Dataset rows
################

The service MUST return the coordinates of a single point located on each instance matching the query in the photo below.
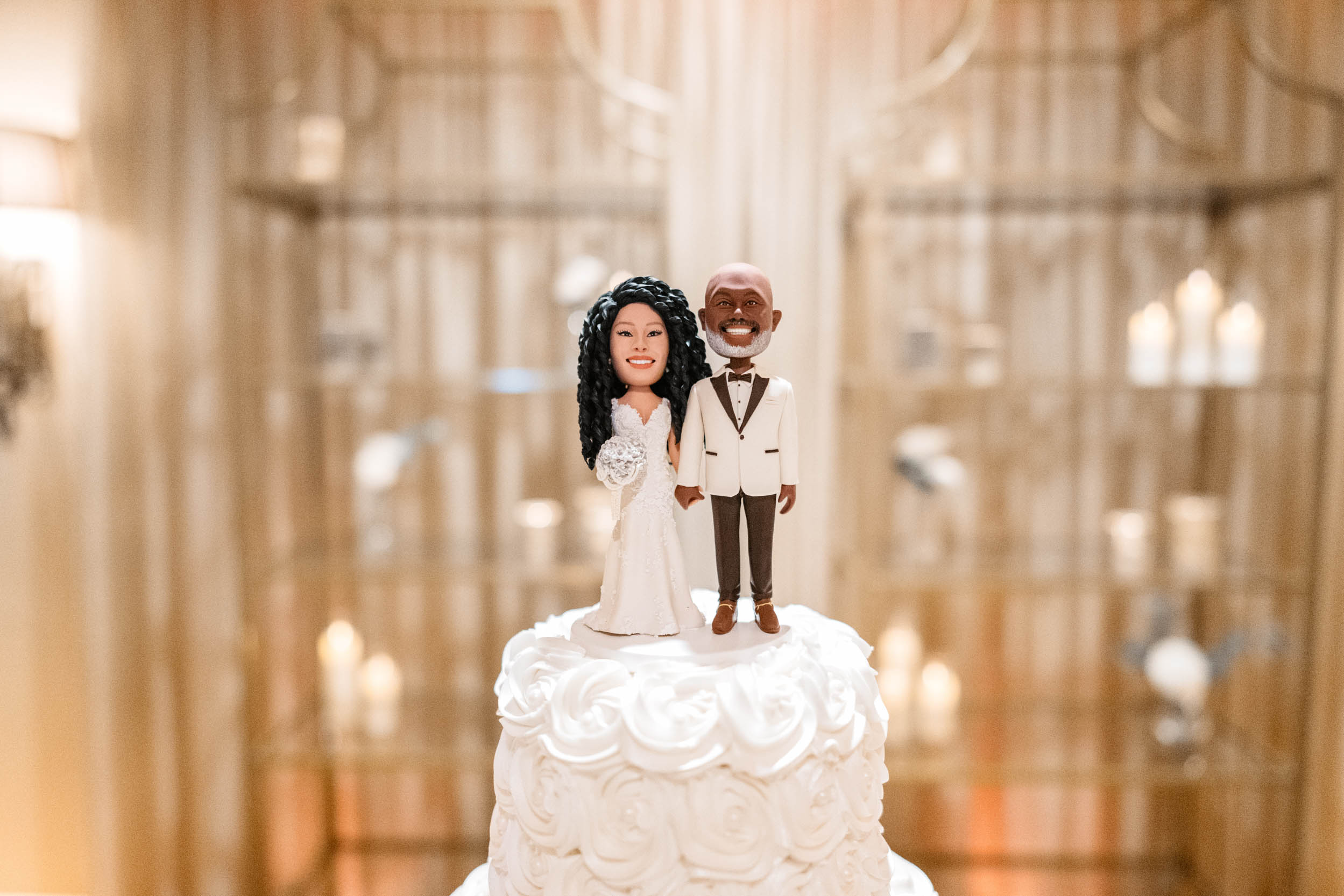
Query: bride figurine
(639, 357)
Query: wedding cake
(746, 763)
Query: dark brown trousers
(760, 543)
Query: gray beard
(722, 349)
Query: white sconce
(381, 689)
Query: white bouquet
(620, 463)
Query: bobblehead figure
(746, 426)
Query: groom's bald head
(738, 312)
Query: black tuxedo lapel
(721, 387)
(759, 385)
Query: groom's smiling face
(738, 307)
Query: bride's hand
(689, 495)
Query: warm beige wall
(45, 843)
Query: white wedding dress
(644, 587)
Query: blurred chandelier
(23, 343)
(33, 175)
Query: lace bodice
(659, 481)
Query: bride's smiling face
(639, 346)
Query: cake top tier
(759, 705)
(699, 646)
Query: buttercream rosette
(673, 777)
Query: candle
(1194, 538)
(322, 150)
(593, 506)
(1131, 555)
(1150, 346)
(539, 520)
(983, 365)
(1241, 333)
(381, 688)
(339, 652)
(937, 700)
(897, 689)
(1198, 300)
(900, 648)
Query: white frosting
(690, 765)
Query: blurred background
(289, 293)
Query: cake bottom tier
(906, 880)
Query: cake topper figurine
(639, 357)
(746, 426)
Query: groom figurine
(746, 426)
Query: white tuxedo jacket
(756, 457)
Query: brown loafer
(724, 618)
(765, 617)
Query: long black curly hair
(598, 383)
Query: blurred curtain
(163, 590)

################

**Prompt:** Switch every "figurine" in the records above to "statuette" and write the lines again with nothing else changed. Leave the pictures out.

**Correct answer:**
The service MUST return the coordinates of a single point located on each instance matching the query in the photo below.
Query: bride statuette
(639, 357)
Query: wedding cake
(746, 763)
Query: dark brown trousers
(760, 543)
Query: gray beard
(722, 349)
Query: white sconce
(381, 689)
Query: white bouquet
(620, 463)
Query: bobblehead figure
(746, 426)
Query: groom's bald head
(738, 312)
Query: black tuxedo lapel
(721, 387)
(759, 385)
Query: groom's smiling face
(738, 307)
Query: bride's hand
(689, 495)
Query: warm beige wall
(45, 843)
Query: white wedding dress
(644, 587)
Query: blurred chandelier
(23, 343)
(33, 175)
Query: lace bodice
(659, 481)
Query: bride's smiling face
(639, 346)
Query: cake top tier
(759, 705)
(699, 646)
Query: buttercream rosette
(673, 777)
Query: candle
(1194, 538)
(322, 150)
(593, 506)
(1131, 555)
(1150, 346)
(539, 520)
(983, 365)
(1241, 333)
(381, 688)
(339, 652)
(937, 700)
(897, 689)
(1198, 300)
(900, 648)
Query: white frosting
(690, 765)
Query: blurred background
(289, 293)
Query: cake bottom tier
(906, 880)
Query: cake topper statuette
(639, 357)
(746, 426)
Query: groom statuette
(746, 426)
Query: white tuxedo jacket
(756, 457)
Query: brown loafer
(724, 618)
(765, 617)
Query: long black curly hair
(598, 383)
Query: blurred curtain
(163, 590)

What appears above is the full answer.